Problem details
Edit the items from the line containing "Each instance of the <item>white car</item>" through the line containing "POLYGON ((238 58, 230", and write out those lines again with "white car" changed to "silver car" and everything else left as it is.

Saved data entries
+++++

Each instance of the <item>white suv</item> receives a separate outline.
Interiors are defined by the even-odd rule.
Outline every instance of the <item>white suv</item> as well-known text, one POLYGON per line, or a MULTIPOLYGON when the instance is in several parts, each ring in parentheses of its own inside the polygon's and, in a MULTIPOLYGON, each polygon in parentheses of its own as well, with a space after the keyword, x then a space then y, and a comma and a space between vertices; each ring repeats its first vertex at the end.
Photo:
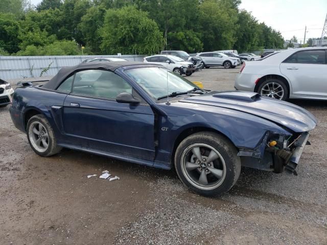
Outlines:
POLYGON ((230 57, 222 53, 199 53, 197 54, 196 56, 202 59, 203 66, 205 68, 211 66, 224 66, 228 69, 235 68, 241 64, 241 60, 238 58, 230 57))
POLYGON ((0 79, 0 107, 11 104, 13 93, 10 84, 0 79))
POLYGON ((235 87, 281 100, 327 100, 327 47, 276 52, 246 62, 235 87))
POLYGON ((161 65, 167 69, 172 70, 180 75, 192 75, 196 69, 193 63, 185 61, 182 59, 174 55, 153 55, 147 56, 143 59, 144 62, 150 62, 161 65))

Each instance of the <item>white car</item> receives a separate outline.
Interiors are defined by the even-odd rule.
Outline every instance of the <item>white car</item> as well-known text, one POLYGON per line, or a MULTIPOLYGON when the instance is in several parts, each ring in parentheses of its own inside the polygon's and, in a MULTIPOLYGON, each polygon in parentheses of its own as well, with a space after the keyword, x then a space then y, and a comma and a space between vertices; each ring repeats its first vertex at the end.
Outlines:
POLYGON ((125 59, 122 59, 120 58, 89 58, 88 59, 86 59, 85 60, 83 61, 82 63, 87 63, 87 62, 100 62, 103 61, 127 61, 127 60, 125 59))
POLYGON ((236 55, 238 55, 239 54, 236 50, 219 50, 215 52, 217 53, 232 53, 236 55))
POLYGON ((245 62, 235 87, 282 100, 327 100, 327 47, 294 48, 245 62))
POLYGON ((13 93, 10 84, 0 79, 0 107, 11 104, 13 93))
POLYGON ((253 60, 258 60, 258 59, 260 59, 261 58, 261 56, 255 55, 255 54, 252 53, 241 54, 239 55, 240 56, 242 56, 242 57, 247 58, 247 60, 250 61, 253 61, 253 60))
POLYGON ((158 55, 147 56, 144 58, 143 62, 160 64, 180 75, 191 75, 196 69, 192 62, 185 61, 174 55, 158 55))
POLYGON ((238 58, 230 57, 222 53, 199 53, 196 56, 200 57, 203 62, 203 66, 209 68, 212 66, 224 66, 226 69, 235 68, 241 64, 238 58))

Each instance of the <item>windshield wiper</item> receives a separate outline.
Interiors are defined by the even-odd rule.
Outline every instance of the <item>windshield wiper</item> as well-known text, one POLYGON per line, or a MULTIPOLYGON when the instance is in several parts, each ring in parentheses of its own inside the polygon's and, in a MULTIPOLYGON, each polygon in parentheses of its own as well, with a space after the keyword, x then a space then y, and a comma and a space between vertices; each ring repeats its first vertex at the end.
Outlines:
POLYGON ((161 96, 160 97, 158 97, 157 100, 158 101, 162 99, 167 98, 167 97, 175 97, 177 95, 180 95, 182 94, 186 94, 189 93, 203 93, 203 90, 200 88, 194 88, 189 91, 186 91, 186 92, 173 92, 170 94, 168 94, 168 95, 161 96), (198 90, 200 90, 199 92, 196 92, 198 90))

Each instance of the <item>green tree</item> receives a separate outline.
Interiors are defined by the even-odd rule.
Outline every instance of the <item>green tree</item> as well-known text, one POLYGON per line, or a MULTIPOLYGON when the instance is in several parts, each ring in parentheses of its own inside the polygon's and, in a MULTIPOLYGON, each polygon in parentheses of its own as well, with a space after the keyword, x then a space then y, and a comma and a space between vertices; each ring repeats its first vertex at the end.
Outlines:
POLYGON ((36 10, 38 12, 48 9, 59 9, 62 5, 61 0, 42 0, 36 6, 36 10))
POLYGON ((0 13, 0 47, 10 54, 19 50, 20 27, 13 14, 0 13))
POLYGON ((297 42, 297 38, 295 36, 293 36, 292 38, 291 38, 291 41, 294 42, 297 42))
POLYGON ((148 12, 167 38, 162 49, 201 51, 203 48, 198 24, 198 0, 134 0, 138 8, 148 12))
POLYGON ((108 10, 101 36, 101 50, 108 54, 157 53, 163 42, 156 22, 131 6, 108 10))
POLYGON ((233 47, 239 52, 246 52, 258 48, 259 41, 258 23, 255 18, 246 10, 238 15, 238 30, 233 47))
POLYGON ((0 56, 7 56, 8 55, 9 55, 9 53, 7 51, 0 47, 0 56))
POLYGON ((101 53, 101 28, 103 26, 106 10, 102 6, 92 7, 87 10, 78 24, 85 46, 94 54, 101 53))
POLYGON ((85 45, 83 35, 77 26, 82 17, 91 7, 90 0, 65 0, 60 7, 59 39, 75 40, 78 43, 85 45))
POLYGON ((225 4, 208 0, 200 5, 199 21, 205 51, 230 49, 235 42, 237 10, 225 4))

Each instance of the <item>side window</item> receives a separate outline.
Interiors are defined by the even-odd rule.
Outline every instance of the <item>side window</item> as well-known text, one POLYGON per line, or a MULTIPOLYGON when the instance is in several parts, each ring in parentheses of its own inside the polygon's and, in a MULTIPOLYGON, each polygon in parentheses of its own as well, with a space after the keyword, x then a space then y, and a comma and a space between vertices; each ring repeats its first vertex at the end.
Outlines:
POLYGON ((290 57, 285 63, 300 64, 325 64, 324 50, 307 50, 297 52, 290 57))
POLYGON ((115 99, 121 93, 132 93, 132 87, 123 78, 111 71, 87 70, 76 73, 73 92, 115 99))
POLYGON ((166 60, 169 60, 169 59, 165 56, 159 56, 159 62, 160 63, 165 63, 166 60))
POLYGON ((69 78, 66 78, 61 84, 57 88, 58 91, 62 92, 71 92, 72 90, 72 84, 73 84, 73 81, 74 80, 74 75, 71 76, 69 78))
POLYGON ((159 56, 153 56, 151 57, 151 62, 159 62, 160 57, 159 56))

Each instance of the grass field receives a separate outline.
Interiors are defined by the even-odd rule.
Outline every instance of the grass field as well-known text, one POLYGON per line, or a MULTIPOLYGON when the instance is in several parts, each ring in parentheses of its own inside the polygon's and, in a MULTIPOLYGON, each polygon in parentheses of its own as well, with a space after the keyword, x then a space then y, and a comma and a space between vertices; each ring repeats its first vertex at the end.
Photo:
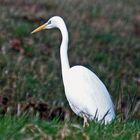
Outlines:
POLYGON ((0 0, 0 13, 0 139, 140 139, 139 0, 0 0), (53 15, 67 24, 71 66, 90 68, 107 86, 111 125, 83 129, 71 112, 59 31, 30 34, 53 15))

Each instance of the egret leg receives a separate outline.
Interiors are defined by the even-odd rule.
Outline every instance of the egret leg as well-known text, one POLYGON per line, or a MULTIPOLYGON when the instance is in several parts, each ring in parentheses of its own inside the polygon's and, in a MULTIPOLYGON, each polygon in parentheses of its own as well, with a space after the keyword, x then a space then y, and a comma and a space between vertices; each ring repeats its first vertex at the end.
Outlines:
POLYGON ((86 126, 88 127, 89 126, 89 123, 87 121, 87 117, 83 114, 83 119, 84 119, 84 122, 83 122, 83 127, 85 128, 86 126))

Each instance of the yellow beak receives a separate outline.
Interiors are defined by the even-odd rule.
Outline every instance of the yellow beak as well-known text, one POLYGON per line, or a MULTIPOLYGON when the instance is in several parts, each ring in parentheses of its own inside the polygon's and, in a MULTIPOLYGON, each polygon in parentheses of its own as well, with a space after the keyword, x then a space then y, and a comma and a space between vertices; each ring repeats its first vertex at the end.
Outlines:
POLYGON ((45 27, 46 27, 47 25, 48 25, 48 24, 45 23, 45 24, 39 26, 38 28, 36 28, 35 30, 33 30, 33 31, 31 32, 31 34, 36 33, 36 32, 39 32, 39 31, 41 31, 41 30, 44 30, 45 27))

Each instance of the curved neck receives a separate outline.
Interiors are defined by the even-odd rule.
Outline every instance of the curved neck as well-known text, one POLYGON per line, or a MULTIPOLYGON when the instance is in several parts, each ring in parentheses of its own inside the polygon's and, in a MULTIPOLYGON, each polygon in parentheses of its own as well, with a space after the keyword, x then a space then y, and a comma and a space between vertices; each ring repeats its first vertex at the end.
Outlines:
POLYGON ((68 31, 65 23, 61 25, 59 28, 62 34, 62 42, 60 46, 60 58, 61 58, 61 67, 62 67, 62 75, 70 68, 68 61, 68 31))

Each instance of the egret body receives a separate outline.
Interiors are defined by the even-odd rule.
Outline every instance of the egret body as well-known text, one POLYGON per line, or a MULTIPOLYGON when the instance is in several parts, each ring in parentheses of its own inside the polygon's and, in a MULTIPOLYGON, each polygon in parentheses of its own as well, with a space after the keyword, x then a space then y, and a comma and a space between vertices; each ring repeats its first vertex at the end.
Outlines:
POLYGON ((89 69, 77 65, 70 67, 67 55, 68 31, 61 17, 54 16, 32 33, 43 29, 58 28, 62 34, 60 57, 65 95, 71 109, 87 120, 110 123, 114 117, 114 106, 102 81, 89 69))

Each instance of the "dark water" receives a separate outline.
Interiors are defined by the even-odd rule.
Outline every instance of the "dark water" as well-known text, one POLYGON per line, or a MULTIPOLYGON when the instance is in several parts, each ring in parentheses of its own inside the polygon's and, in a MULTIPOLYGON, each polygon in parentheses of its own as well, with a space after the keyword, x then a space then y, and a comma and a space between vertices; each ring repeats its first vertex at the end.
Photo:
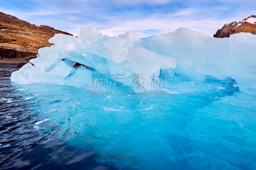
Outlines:
POLYGON ((96 162, 95 152, 66 144, 56 135, 57 126, 33 128, 40 106, 36 99, 26 100, 26 90, 12 85, 10 78, 17 69, 0 69, 0 169, 114 169, 96 162))
POLYGON ((102 97, 13 84, 15 70, 0 70, 0 169, 256 168, 256 98, 232 79, 183 94, 102 97))

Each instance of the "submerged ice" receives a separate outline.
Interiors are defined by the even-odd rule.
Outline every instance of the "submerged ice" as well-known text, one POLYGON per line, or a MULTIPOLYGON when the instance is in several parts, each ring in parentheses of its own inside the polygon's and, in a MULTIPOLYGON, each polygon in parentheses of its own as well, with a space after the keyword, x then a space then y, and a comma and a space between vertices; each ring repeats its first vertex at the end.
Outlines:
POLYGON ((164 78, 165 90, 182 93, 196 90, 177 85, 177 79, 185 78, 196 89, 201 88, 195 85, 210 76, 220 80, 231 77, 245 92, 254 93, 256 89, 256 36, 250 33, 218 39, 181 28, 142 38, 131 32, 109 37, 91 24, 87 29, 81 26, 78 37, 56 34, 49 42, 54 45, 40 49, 31 63, 12 73, 12 81, 90 89, 93 75, 103 75, 107 85, 103 86, 149 90, 156 88, 153 83, 164 78), (85 67, 76 69, 76 63, 85 67))

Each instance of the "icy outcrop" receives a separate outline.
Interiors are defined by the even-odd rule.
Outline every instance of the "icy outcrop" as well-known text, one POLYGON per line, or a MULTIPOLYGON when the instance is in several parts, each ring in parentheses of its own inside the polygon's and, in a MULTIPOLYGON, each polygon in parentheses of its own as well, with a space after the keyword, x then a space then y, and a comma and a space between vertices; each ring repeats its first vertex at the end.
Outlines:
POLYGON ((166 89, 178 92, 182 87, 172 86, 177 77, 200 82, 206 75, 220 80, 229 76, 240 90, 254 93, 256 88, 256 35, 249 33, 216 39, 181 28, 143 38, 131 32, 109 37, 91 25, 81 26, 78 37, 56 34, 49 42, 54 45, 40 49, 37 57, 30 61, 34 66, 28 63, 13 73, 12 81, 88 88, 92 75, 102 74, 108 85, 120 83, 134 87, 136 82, 150 90, 152 81, 159 82, 166 73, 166 89), (94 69, 76 69, 77 63, 94 69), (124 76, 114 79, 114 75, 124 76))

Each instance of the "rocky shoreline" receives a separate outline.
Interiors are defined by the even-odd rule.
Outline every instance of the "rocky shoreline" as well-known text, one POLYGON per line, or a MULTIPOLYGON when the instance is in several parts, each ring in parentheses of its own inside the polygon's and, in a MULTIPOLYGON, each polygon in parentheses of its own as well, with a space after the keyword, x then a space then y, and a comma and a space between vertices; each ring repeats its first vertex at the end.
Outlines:
POLYGON ((28 63, 24 58, 4 58, 0 60, 0 69, 20 68, 28 63))

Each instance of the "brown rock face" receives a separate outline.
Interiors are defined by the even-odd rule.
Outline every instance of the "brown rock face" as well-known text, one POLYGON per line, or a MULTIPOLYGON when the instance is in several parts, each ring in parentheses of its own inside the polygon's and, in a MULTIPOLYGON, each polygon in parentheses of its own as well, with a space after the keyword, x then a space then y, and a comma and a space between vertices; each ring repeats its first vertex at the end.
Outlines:
POLYGON ((72 34, 46 26, 39 26, 0 12, 0 59, 36 57, 38 49, 50 47, 55 33, 72 34))
POLYGON ((216 38, 229 37, 231 34, 243 32, 256 34, 256 15, 227 24, 213 35, 216 38))

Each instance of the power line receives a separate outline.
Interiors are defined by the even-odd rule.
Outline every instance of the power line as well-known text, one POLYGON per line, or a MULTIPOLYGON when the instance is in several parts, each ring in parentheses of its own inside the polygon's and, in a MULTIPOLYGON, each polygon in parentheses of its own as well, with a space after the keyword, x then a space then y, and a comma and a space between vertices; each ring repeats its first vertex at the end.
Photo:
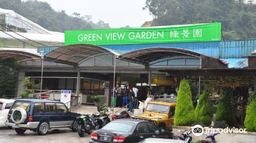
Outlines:
POLYGON ((4 32, 4 33, 5 33, 5 34, 6 34, 8 35, 9 36, 10 36, 12 37, 12 38, 15 38, 15 39, 17 39, 17 40, 18 40, 20 41, 22 41, 22 42, 24 42, 24 43, 26 43, 26 44, 29 44, 29 45, 32 45, 32 46, 34 46, 34 47, 37 47, 37 46, 35 46, 35 45, 32 45, 32 44, 30 44, 30 43, 27 43, 27 42, 26 42, 23 41, 22 41, 22 40, 19 40, 19 39, 18 39, 18 38, 17 38, 15 37, 14 36, 12 36, 12 35, 10 35, 10 34, 8 34, 7 33, 6 33, 6 32, 5 32, 5 31, 3 31, 3 30, 2 30, 2 29, 0 29, 0 31, 1 31, 2 32, 4 32))
POLYGON ((17 34, 17 35, 19 35, 19 36, 22 36, 22 37, 25 38, 26 38, 26 39, 28 39, 28 40, 30 40, 30 41, 33 41, 34 42, 37 43, 38 43, 38 44, 41 44, 41 45, 44 45, 44 46, 48 46, 48 45, 45 45, 45 44, 44 44, 40 43, 38 42, 37 42, 37 41, 34 41, 34 40, 31 40, 31 39, 29 39, 29 38, 27 38, 27 37, 24 37, 24 36, 22 36, 22 35, 20 35, 20 34, 18 34, 18 33, 17 33, 15 32, 14 31, 12 31, 11 29, 9 29, 9 28, 8 28, 8 27, 5 27, 5 26, 4 26, 4 25, 2 25, 2 24, 0 24, 0 25, 1 25, 1 26, 2 26, 2 27, 5 27, 5 28, 7 29, 8 30, 9 30, 11 31, 11 32, 12 32, 14 33, 15 34, 17 34))

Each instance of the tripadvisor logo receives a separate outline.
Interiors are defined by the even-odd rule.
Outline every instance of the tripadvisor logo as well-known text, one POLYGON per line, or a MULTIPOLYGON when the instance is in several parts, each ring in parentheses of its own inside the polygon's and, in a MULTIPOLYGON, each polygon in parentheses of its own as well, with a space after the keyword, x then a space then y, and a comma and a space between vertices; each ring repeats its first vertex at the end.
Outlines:
MULTIPOLYGON (((204 128, 200 125, 196 125, 191 127, 192 133, 195 136, 200 136, 204 134, 204 128)), ((246 129, 238 129, 234 127, 229 128, 227 127, 224 129, 222 128, 212 128, 205 127, 204 132, 206 134, 220 133, 244 133, 246 132, 246 129)))

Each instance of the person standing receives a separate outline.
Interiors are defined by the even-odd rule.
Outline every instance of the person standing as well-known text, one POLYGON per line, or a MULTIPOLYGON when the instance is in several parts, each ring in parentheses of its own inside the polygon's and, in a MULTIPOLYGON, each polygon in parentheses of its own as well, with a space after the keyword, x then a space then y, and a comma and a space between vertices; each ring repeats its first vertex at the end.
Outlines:
POLYGON ((128 109, 128 112, 131 112, 133 111, 133 109, 134 107, 134 101, 135 99, 135 94, 132 89, 130 89, 130 106, 129 109, 128 109))
POLYGON ((117 107, 121 107, 121 104, 122 103, 122 89, 121 87, 120 87, 119 83, 116 84, 115 92, 116 95, 116 106, 117 107))
POLYGON ((138 92, 139 92, 139 89, 135 87, 135 86, 133 86, 133 91, 134 92, 135 100, 134 100, 134 107, 137 108, 137 104, 138 102, 138 92))

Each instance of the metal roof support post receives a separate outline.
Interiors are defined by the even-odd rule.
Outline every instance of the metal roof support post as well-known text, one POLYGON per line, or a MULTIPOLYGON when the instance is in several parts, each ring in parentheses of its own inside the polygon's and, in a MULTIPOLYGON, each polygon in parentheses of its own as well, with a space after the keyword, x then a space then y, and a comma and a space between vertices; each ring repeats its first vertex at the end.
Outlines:
MULTIPOLYGON (((200 69, 201 69, 201 66, 202 66, 202 55, 200 56, 200 69)), ((201 76, 199 76, 199 81, 198 83, 198 99, 199 99, 199 98, 200 97, 200 86, 201 85, 201 76)), ((199 102, 199 100, 198 100, 198 102, 199 102)))
POLYGON ((42 55, 43 51, 41 51, 41 55, 42 58, 42 70, 41 73, 41 87, 40 88, 40 99, 41 99, 42 93, 42 70, 44 69, 44 55, 42 55))
POLYGON ((115 60, 114 62, 114 79, 113 79, 113 105, 112 106, 112 114, 114 115, 114 105, 115 105, 114 98, 115 98, 115 77, 116 76, 116 55, 115 55, 115 60))
POLYGON ((80 70, 77 68, 77 81, 76 81, 76 96, 79 96, 80 90, 80 70))

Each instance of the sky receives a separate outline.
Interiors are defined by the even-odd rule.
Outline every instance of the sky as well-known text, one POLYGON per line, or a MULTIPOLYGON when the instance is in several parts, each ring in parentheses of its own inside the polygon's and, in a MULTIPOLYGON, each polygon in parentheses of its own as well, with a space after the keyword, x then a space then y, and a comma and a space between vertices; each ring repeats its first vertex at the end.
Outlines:
POLYGON ((92 20, 99 19, 111 28, 140 27, 152 20, 148 10, 143 10, 146 0, 38 0, 46 2, 55 11, 65 10, 71 15, 74 12, 80 16, 91 15, 92 20))

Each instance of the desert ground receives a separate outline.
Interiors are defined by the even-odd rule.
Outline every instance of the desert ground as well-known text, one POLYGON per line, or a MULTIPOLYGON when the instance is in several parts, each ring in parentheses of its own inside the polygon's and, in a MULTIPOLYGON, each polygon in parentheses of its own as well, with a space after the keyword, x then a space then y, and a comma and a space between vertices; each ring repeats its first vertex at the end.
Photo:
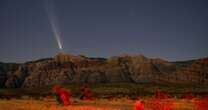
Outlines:
POLYGON ((208 110, 206 85, 92 85, 93 100, 80 100, 78 85, 65 88, 72 93, 69 106, 59 105, 50 87, 1 89, 0 110, 208 110), (155 96, 157 88, 162 91, 159 97, 155 96), (144 109, 136 109, 138 102, 144 109))

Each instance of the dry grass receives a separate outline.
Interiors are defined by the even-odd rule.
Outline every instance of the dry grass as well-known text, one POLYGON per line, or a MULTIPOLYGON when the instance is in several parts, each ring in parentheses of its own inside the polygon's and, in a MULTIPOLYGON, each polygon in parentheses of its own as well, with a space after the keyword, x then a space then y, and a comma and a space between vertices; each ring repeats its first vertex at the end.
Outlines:
MULTIPOLYGON (((145 110, 162 110, 164 105, 171 106, 172 110, 207 110, 198 109, 195 105, 195 99, 163 99, 155 101, 152 98, 143 98, 145 110)), ((11 99, 0 100, 0 110, 132 110, 135 101, 125 98, 107 100, 96 99, 94 101, 81 101, 72 99, 73 105, 60 106, 57 105, 54 99, 47 98, 41 100, 34 99, 11 99)))

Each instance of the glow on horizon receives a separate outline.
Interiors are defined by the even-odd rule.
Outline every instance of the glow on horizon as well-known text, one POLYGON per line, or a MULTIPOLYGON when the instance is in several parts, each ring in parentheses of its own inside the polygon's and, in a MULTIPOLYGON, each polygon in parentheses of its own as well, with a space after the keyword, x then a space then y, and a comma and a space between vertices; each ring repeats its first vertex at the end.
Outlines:
POLYGON ((63 45, 62 45, 62 42, 61 42, 61 32, 59 30, 59 26, 58 26, 58 23, 57 23, 57 16, 55 14, 55 7, 54 7, 54 4, 53 4, 53 0, 46 0, 45 2, 46 4, 46 11, 47 11, 47 14, 48 14, 48 19, 49 19, 49 23, 52 27, 52 31, 53 31, 53 34, 54 34, 54 37, 56 39, 56 42, 58 44, 58 48, 60 50, 63 49, 63 45))

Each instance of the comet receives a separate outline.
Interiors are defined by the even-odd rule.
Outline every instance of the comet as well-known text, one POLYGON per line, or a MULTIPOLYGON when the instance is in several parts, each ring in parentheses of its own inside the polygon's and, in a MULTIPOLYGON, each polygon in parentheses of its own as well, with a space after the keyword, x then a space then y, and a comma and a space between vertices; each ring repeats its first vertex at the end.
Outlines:
POLYGON ((61 41, 61 31, 58 23, 58 17, 55 13, 55 5, 53 0, 45 0, 45 7, 46 7, 46 13, 48 15, 49 23, 51 25, 54 37, 56 39, 58 48, 60 50, 63 49, 63 44, 61 41))

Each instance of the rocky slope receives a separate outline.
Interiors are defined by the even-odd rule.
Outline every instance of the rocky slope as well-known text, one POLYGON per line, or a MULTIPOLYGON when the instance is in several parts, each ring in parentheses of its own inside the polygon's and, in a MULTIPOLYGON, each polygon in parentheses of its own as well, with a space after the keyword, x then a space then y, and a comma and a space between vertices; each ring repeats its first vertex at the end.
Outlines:
POLYGON ((54 58, 0 65, 0 87, 116 82, 207 84, 208 58, 182 64, 143 55, 104 59, 59 53, 54 58))

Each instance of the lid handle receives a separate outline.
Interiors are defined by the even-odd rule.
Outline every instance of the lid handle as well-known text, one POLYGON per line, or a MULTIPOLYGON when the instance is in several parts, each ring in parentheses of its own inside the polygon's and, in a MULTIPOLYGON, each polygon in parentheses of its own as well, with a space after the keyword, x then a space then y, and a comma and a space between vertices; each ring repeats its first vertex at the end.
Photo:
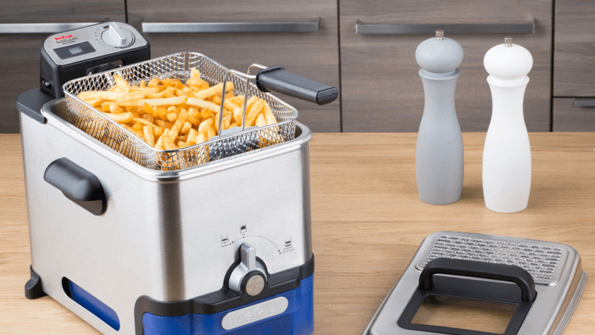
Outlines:
POLYGON ((436 274, 463 276, 512 282, 521 288, 523 301, 532 302, 537 291, 531 275, 525 269, 512 265, 496 264, 477 261, 438 258, 431 261, 419 275, 421 290, 431 290, 436 274))

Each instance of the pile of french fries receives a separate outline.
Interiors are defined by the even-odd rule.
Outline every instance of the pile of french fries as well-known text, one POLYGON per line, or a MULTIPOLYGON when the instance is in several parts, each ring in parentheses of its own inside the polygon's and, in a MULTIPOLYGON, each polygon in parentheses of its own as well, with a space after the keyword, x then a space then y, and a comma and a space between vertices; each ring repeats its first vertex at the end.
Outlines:
MULTIPOLYGON (((185 84, 179 79, 154 78, 148 83, 130 85, 119 75, 114 75, 113 80, 115 85, 108 91, 81 92, 79 98, 157 149, 183 148, 218 135, 222 101, 222 129, 242 125, 244 96, 234 95, 231 81, 223 94, 223 83, 210 86, 196 69, 191 69, 185 84)), ((246 127, 277 123, 264 100, 252 96, 246 104, 246 127)))

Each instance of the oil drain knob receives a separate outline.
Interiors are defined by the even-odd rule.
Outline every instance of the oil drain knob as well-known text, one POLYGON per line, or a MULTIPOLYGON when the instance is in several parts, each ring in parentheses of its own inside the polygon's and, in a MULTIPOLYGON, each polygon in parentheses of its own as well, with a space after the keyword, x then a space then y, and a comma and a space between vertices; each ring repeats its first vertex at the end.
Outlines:
POLYGON ((264 289, 266 273, 256 260, 256 249, 244 243, 239 247, 239 264, 230 276, 230 289, 237 293, 243 289, 249 295, 258 295, 264 289))

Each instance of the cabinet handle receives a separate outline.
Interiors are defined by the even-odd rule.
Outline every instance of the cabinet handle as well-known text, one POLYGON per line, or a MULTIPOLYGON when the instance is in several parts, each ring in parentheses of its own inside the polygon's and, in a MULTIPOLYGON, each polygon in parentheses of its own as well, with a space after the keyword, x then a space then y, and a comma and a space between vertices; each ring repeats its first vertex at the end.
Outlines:
POLYGON ((595 107, 595 99, 574 99, 577 107, 595 107))
POLYGON ((446 34, 533 34, 535 33, 535 20, 518 23, 472 23, 472 24, 365 24, 358 20, 356 33, 377 34, 433 34, 437 30, 446 34))
POLYGON ((0 23, 0 34, 50 34, 71 30, 96 22, 79 22, 76 23, 0 23))
POLYGON ((320 28, 320 18, 311 22, 230 22, 142 23, 143 33, 312 33, 320 28))

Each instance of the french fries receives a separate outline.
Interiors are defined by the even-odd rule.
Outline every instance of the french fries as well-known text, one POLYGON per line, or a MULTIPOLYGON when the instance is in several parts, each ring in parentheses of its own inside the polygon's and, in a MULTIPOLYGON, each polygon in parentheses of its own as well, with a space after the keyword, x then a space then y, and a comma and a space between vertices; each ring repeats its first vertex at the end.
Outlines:
MULTIPOLYGON (((78 96, 149 145, 174 150, 208 141, 217 135, 222 102, 222 129, 239 127, 244 96, 235 96, 228 81, 210 86, 196 69, 186 84, 179 79, 153 78, 131 85, 121 76, 108 91, 81 92, 78 96)), ((252 96, 246 102, 246 127, 277 123, 266 102, 252 96)))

+++++

Output of the exercise
Each instance of the <item>silver car</item> receives a separate outline.
Interiors are defined by the even-odd rule.
Outline every instance of the <item>silver car</item> as well-known text, one POLYGON per line, or a MULTIPOLYGON when the instance is in several parts, each ring in parentheses of its own inside the polygon's and, in a MULTIPOLYGON, each polygon in parentheses of its own as well, with a space after the keyword, x then a space then y, and a comma and a space between vertices; each ring repeats its first vertex at the end.
Outlines:
POLYGON ((125 59, 122 59, 120 58, 89 58, 88 59, 86 59, 85 60, 83 61, 82 63, 87 63, 87 62, 100 62, 103 61, 127 61, 127 60, 125 59))
POLYGON ((236 55, 238 55, 239 54, 236 50, 219 50, 215 52, 217 53, 232 53, 236 55))
POLYGON ((245 62, 235 87, 282 100, 327 100, 327 47, 294 48, 245 62))
POLYGON ((13 93, 10 84, 0 79, 0 107, 11 104, 13 93))
POLYGON ((253 60, 258 60, 258 59, 260 59, 261 58, 261 56, 255 55, 255 54, 252 53, 241 54, 239 55, 240 56, 242 56, 242 57, 247 58, 247 60, 250 61, 253 61, 253 60))
POLYGON ((158 55, 147 56, 144 58, 143 62, 160 64, 180 75, 191 75, 196 69, 192 62, 185 61, 174 55, 158 55))
POLYGON ((238 58, 230 57, 222 53, 199 53, 196 56, 200 57, 203 62, 203 66, 209 68, 212 66, 224 66, 226 69, 235 68, 241 64, 238 58))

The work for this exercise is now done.